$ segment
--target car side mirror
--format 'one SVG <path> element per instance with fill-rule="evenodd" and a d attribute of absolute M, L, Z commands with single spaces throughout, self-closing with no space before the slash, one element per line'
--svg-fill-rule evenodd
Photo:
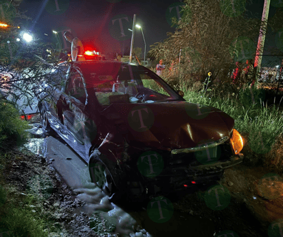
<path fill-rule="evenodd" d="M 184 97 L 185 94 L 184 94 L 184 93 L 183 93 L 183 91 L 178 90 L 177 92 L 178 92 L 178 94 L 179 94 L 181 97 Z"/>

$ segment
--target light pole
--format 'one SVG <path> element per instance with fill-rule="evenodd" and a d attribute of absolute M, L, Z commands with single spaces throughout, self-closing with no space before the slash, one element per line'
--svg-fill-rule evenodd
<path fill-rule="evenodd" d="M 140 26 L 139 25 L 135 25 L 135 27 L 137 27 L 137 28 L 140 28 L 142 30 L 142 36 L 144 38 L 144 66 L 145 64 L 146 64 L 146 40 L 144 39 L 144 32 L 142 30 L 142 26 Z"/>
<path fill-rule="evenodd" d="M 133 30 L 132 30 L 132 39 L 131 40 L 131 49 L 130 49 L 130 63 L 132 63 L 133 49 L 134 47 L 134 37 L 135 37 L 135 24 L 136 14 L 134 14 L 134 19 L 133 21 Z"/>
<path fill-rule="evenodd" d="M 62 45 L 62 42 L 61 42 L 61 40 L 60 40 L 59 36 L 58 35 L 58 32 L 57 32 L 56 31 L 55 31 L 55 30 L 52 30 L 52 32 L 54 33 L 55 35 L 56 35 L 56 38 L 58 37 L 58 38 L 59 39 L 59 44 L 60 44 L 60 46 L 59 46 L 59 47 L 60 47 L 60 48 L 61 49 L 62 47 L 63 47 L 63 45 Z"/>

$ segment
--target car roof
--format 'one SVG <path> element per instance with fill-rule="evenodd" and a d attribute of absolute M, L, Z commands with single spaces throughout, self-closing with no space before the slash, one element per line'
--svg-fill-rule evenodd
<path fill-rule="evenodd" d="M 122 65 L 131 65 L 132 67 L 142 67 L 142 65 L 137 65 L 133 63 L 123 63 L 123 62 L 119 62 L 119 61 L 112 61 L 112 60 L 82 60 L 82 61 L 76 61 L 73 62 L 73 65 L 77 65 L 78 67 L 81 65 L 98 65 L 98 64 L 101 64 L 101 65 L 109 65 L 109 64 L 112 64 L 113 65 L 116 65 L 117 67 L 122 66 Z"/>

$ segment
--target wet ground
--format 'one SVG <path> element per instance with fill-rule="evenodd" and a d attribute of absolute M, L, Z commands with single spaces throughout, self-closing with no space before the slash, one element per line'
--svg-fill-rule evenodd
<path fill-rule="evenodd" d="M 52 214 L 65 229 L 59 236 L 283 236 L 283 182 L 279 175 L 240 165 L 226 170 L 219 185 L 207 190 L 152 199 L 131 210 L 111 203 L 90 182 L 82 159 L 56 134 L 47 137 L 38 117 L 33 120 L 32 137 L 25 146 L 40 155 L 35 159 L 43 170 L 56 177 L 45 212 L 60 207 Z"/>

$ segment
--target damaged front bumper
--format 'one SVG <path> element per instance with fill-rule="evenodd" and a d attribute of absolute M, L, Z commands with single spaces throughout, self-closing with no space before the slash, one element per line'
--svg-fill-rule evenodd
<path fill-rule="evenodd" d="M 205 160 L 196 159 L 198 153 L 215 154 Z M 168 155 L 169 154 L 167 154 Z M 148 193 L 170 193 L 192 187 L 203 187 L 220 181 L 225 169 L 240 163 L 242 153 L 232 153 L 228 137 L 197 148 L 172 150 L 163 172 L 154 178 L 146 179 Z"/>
...
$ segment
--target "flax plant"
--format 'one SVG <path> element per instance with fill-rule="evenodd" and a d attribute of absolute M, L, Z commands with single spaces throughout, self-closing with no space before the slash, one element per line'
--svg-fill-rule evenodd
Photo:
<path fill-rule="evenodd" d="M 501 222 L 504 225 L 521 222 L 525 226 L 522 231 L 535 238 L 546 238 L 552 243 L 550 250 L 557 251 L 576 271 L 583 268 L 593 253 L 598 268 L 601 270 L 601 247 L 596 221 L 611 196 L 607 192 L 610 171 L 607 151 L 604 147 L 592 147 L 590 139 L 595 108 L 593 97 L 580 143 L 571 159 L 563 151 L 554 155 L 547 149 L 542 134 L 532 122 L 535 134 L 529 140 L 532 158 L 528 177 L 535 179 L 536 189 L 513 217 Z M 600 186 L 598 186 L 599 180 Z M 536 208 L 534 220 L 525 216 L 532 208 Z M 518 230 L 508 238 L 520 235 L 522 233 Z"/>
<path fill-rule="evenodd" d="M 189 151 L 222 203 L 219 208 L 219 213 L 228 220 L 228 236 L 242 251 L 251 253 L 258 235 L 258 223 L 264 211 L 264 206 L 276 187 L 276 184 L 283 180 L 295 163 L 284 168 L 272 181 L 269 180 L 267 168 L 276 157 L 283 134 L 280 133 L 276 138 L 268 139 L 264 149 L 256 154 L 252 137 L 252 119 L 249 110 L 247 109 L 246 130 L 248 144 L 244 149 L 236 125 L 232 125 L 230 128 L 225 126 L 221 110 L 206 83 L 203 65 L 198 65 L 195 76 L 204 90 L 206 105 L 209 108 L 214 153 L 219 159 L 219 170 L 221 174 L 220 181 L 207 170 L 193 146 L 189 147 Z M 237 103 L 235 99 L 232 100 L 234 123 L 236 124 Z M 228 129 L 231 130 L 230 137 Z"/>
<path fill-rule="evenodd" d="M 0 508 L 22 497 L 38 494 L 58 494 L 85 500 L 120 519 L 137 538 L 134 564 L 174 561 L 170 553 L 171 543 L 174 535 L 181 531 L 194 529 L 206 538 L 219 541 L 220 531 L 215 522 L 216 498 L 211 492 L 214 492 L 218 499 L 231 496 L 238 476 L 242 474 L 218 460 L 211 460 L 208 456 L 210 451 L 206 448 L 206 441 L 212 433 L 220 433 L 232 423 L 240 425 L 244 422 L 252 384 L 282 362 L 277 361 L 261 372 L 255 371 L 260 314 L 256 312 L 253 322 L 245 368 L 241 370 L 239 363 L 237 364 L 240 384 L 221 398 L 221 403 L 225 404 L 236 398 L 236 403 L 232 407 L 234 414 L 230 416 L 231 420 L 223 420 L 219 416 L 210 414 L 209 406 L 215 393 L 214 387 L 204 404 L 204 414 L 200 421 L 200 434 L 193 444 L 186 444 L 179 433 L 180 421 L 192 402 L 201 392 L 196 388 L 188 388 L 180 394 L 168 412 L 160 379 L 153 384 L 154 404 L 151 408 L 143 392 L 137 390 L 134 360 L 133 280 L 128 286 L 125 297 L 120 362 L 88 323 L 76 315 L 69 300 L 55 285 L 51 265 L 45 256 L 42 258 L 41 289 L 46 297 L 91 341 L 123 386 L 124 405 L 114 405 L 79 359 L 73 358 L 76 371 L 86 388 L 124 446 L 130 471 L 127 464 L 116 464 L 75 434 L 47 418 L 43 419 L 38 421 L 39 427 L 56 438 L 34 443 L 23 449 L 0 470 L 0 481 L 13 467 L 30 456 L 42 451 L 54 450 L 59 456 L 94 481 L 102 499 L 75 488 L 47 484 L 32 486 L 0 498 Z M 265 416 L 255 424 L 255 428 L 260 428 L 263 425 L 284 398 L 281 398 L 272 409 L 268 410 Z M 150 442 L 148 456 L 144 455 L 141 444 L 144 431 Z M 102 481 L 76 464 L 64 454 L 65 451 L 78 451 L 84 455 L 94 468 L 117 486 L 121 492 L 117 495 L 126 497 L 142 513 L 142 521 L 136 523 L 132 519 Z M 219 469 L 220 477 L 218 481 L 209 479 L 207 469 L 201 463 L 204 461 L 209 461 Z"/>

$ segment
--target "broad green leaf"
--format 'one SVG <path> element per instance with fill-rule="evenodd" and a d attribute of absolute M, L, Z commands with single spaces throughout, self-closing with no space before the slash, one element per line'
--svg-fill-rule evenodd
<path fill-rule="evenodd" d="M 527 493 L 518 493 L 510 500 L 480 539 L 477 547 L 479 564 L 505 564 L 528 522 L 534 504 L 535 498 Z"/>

• [What the task asks]:
Pick out each line of the records that contains the string "target". Matching is case-sensitive.

• [Result of this exercise]:
--target car side mirror
--target light pole
--target car roof
--target wet ground
--target damaged front bumper
--target "flax plant"
--target "broad green leaf"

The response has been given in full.